**Records provided:**

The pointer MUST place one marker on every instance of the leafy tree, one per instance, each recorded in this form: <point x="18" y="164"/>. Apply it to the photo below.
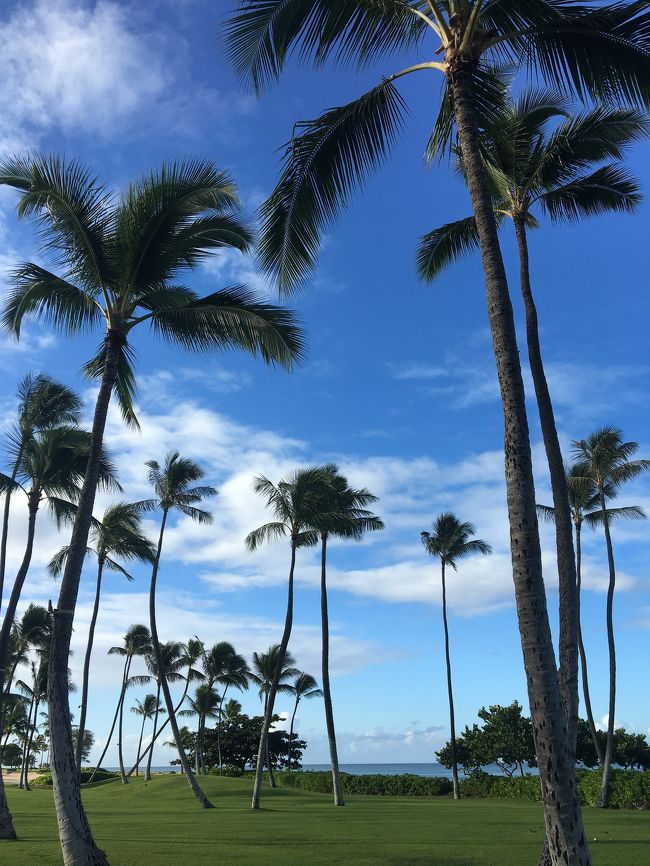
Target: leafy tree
<point x="605" y="459"/>
<point x="450" y="541"/>
<point x="294" y="502"/>
<point x="116" y="536"/>
<point x="123" y="260"/>
<point x="596" y="50"/>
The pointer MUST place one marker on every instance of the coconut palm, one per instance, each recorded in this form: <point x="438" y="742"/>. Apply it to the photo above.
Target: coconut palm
<point x="264" y="669"/>
<point x="42" y="403"/>
<point x="293" y="502"/>
<point x="116" y="536"/>
<point x="123" y="260"/>
<point x="451" y="540"/>
<point x="584" y="503"/>
<point x="601" y="51"/>
<point x="542" y="156"/>
<point x="205" y="705"/>
<point x="146" y="709"/>
<point x="137" y="642"/>
<point x="606" y="460"/>
<point x="304" y="687"/>
<point x="175" y="487"/>
<point x="342" y="513"/>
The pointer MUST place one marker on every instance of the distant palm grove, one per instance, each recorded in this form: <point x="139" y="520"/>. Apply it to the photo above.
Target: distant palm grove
<point x="536" y="103"/>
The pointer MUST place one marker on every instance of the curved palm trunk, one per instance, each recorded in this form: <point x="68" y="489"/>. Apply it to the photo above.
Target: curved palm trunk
<point x="609" y="742"/>
<point x="7" y="830"/>
<point x="154" y="735"/>
<point x="77" y="843"/>
<point x="450" y="693"/>
<point x="194" y="785"/>
<point x="566" y="565"/>
<point x="337" y="787"/>
<point x="86" y="673"/>
<point x="583" y="654"/>
<point x="564" y="829"/>
<point x="284" y="643"/>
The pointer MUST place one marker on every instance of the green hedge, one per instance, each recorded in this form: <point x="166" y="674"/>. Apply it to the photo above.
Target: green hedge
<point x="630" y="788"/>
<point x="406" y="785"/>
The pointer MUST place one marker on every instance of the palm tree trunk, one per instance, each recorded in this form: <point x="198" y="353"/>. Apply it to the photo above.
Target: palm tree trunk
<point x="609" y="742"/>
<point x="77" y="843"/>
<point x="86" y="673"/>
<point x="154" y="735"/>
<point x="450" y="693"/>
<point x="5" y="520"/>
<point x="194" y="785"/>
<point x="284" y="643"/>
<point x="337" y="787"/>
<point x="583" y="654"/>
<point x="564" y="828"/>
<point x="566" y="566"/>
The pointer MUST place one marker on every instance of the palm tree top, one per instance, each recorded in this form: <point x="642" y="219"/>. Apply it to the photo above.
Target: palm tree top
<point x="452" y="540"/>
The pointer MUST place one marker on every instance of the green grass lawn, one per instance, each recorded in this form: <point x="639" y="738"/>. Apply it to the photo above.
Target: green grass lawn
<point x="160" y="823"/>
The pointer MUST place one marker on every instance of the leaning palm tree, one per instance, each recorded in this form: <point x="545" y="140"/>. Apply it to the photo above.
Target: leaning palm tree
<point x="606" y="460"/>
<point x="450" y="541"/>
<point x="116" y="536"/>
<point x="584" y="503"/>
<point x="42" y="403"/>
<point x="304" y="687"/>
<point x="146" y="709"/>
<point x="137" y="642"/>
<point x="542" y="157"/>
<point x="342" y="513"/>
<point x="293" y="502"/>
<point x="602" y="51"/>
<point x="175" y="486"/>
<point x="263" y="671"/>
<point x="123" y="261"/>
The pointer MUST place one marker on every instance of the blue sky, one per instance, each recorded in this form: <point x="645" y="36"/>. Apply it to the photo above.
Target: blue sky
<point x="399" y="387"/>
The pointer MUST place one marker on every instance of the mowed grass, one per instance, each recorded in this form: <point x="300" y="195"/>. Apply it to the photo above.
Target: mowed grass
<point x="159" y="822"/>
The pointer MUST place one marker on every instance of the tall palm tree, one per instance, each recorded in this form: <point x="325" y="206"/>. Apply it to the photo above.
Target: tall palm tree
<point x="137" y="642"/>
<point x="146" y="709"/>
<point x="123" y="261"/>
<point x="176" y="490"/>
<point x="263" y="672"/>
<point x="42" y="403"/>
<point x="205" y="705"/>
<point x="342" y="513"/>
<point x="293" y="502"/>
<point x="584" y="503"/>
<point x="451" y="540"/>
<point x="602" y="51"/>
<point x="116" y="536"/>
<point x="305" y="687"/>
<point x="606" y="460"/>
<point x="541" y="156"/>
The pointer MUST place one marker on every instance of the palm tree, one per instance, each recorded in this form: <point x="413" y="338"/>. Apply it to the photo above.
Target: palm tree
<point x="584" y="503"/>
<point x="137" y="642"/>
<point x="174" y="492"/>
<point x="293" y="502"/>
<point x="205" y="705"/>
<point x="263" y="672"/>
<point x="542" y="156"/>
<point x="116" y="535"/>
<point x="605" y="459"/>
<point x="342" y="513"/>
<point x="304" y="686"/>
<point x="42" y="403"/>
<point x="597" y="50"/>
<point x="146" y="709"/>
<point x="450" y="541"/>
<point x="123" y="262"/>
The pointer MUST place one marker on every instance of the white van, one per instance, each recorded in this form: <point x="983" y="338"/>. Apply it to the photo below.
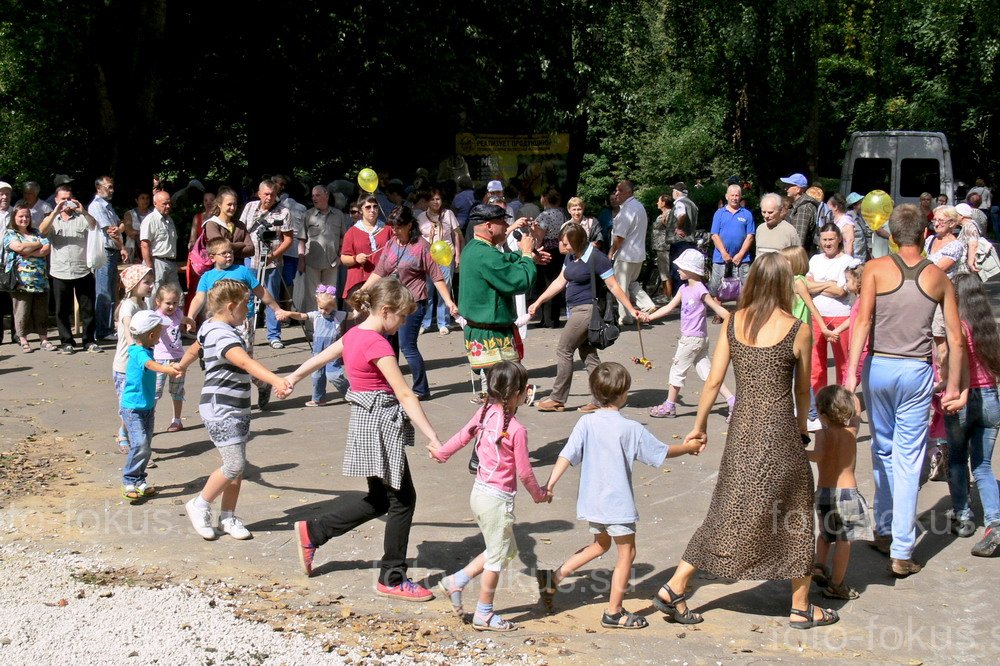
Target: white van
<point x="904" y="164"/>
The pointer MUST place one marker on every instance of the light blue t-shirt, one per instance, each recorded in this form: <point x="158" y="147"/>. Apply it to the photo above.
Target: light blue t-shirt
<point x="238" y="272"/>
<point x="608" y="444"/>
<point x="140" y="384"/>
<point x="732" y="228"/>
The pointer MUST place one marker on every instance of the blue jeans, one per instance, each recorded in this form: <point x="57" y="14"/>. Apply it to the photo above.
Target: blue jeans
<point x="406" y="341"/>
<point x="972" y="433"/>
<point x="898" y="392"/>
<point x="106" y="279"/>
<point x="444" y="318"/>
<point x="335" y="373"/>
<point x="272" y="282"/>
<point x="139" y="425"/>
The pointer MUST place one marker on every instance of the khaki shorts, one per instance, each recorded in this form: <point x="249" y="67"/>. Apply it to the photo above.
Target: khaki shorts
<point x="495" y="517"/>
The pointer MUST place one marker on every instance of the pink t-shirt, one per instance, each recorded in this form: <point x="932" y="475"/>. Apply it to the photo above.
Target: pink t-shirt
<point x="499" y="466"/>
<point x="979" y="374"/>
<point x="362" y="348"/>
<point x="693" y="310"/>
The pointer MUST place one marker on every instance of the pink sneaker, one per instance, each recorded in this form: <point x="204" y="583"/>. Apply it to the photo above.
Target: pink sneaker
<point x="407" y="591"/>
<point x="306" y="548"/>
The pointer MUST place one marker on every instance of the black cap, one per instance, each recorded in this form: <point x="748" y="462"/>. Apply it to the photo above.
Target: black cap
<point x="481" y="213"/>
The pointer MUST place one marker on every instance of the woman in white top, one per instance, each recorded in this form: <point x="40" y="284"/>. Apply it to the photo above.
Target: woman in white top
<point x="439" y="223"/>
<point x="838" y="206"/>
<point x="827" y="283"/>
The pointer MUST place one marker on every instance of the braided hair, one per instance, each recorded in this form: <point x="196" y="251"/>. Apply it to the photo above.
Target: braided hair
<point x="503" y="381"/>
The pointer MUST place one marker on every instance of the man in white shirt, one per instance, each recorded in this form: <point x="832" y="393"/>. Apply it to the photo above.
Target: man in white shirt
<point x="628" y="249"/>
<point x="158" y="241"/>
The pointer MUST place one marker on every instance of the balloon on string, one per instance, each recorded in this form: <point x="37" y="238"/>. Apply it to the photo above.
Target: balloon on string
<point x="876" y="208"/>
<point x="368" y="180"/>
<point x="441" y="253"/>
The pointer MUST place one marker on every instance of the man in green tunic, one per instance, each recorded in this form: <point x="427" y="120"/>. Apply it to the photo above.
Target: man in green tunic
<point x="490" y="279"/>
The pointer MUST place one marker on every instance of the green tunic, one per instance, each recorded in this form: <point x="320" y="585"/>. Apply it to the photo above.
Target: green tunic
<point x="489" y="281"/>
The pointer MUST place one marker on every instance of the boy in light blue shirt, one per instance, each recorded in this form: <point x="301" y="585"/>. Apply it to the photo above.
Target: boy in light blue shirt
<point x="607" y="444"/>
<point x="138" y="402"/>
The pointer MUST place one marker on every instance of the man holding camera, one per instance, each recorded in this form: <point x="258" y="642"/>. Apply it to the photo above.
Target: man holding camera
<point x="158" y="241"/>
<point x="66" y="228"/>
<point x="271" y="230"/>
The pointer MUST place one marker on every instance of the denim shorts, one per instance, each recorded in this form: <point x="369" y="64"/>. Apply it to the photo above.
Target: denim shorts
<point x="612" y="530"/>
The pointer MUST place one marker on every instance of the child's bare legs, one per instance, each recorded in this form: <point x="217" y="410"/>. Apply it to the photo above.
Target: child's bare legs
<point x="623" y="572"/>
<point x="601" y="545"/>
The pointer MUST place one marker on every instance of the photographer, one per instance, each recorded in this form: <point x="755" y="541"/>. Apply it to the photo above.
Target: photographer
<point x="271" y="232"/>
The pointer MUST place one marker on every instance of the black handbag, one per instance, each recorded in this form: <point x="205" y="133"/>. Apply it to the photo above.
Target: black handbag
<point x="602" y="331"/>
<point x="8" y="270"/>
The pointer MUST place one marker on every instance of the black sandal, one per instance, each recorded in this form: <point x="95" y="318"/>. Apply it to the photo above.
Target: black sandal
<point x="546" y="587"/>
<point x="670" y="608"/>
<point x="828" y="617"/>
<point x="631" y="620"/>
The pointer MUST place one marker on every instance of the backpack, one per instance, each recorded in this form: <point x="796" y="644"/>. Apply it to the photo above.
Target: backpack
<point x="198" y="256"/>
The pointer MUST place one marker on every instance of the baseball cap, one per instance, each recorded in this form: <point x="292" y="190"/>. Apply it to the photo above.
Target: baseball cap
<point x="796" y="179"/>
<point x="963" y="209"/>
<point x="481" y="213"/>
<point x="691" y="261"/>
<point x="144" y="321"/>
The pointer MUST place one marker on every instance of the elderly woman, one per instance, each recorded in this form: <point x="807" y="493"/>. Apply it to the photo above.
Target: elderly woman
<point x="225" y="224"/>
<point x="583" y="263"/>
<point x="944" y="248"/>
<point x="31" y="297"/>
<point x="407" y="256"/>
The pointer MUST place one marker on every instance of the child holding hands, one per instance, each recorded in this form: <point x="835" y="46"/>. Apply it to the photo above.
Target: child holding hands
<point x="841" y="511"/>
<point x="328" y="324"/>
<point x="225" y="404"/>
<point x="138" y="406"/>
<point x="692" y="349"/>
<point x="382" y="409"/>
<point x="607" y="444"/>
<point x="502" y="447"/>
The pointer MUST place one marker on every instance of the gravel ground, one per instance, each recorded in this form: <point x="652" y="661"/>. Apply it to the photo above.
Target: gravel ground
<point x="51" y="611"/>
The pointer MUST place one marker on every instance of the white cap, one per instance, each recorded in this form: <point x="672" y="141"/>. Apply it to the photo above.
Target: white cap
<point x="691" y="261"/>
<point x="144" y="321"/>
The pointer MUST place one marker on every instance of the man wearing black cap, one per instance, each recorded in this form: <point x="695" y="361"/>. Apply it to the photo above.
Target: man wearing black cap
<point x="490" y="279"/>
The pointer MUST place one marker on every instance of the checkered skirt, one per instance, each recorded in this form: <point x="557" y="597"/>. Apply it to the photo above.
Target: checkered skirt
<point x="376" y="434"/>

**What is required:** Repeat exactly, and only, the lines from the line with "of the gravel" through the end of the listing above, both ends included.

**Result of this exercise:**
The pointer MUST place one marker on every instance of the gravel ground, one per instance, each recorded in this form: <point x="652" y="661"/>. Apply it to the photo above.
Target: gravel ground
<point x="51" y="611"/>
The pointer MUST place one marker on every instance of the white cap, one per instance, each recorded in this form: <point x="672" y="141"/>. Apply it to the photo above.
Target: white cap
<point x="691" y="261"/>
<point x="144" y="321"/>
The pointer MUST place one marker on every instance of the man wearing black cap, one per instance, each recorded in this form: <point x="695" y="361"/>. Apply it to the photo above.
Target: man wearing black cap
<point x="490" y="279"/>
The pointer MUST place one marker on every instance of the checkered skirt, one per instance, each recorded in this form: <point x="557" y="597"/>. Apply it to the photo above.
Target: checkered skirt
<point x="376" y="434"/>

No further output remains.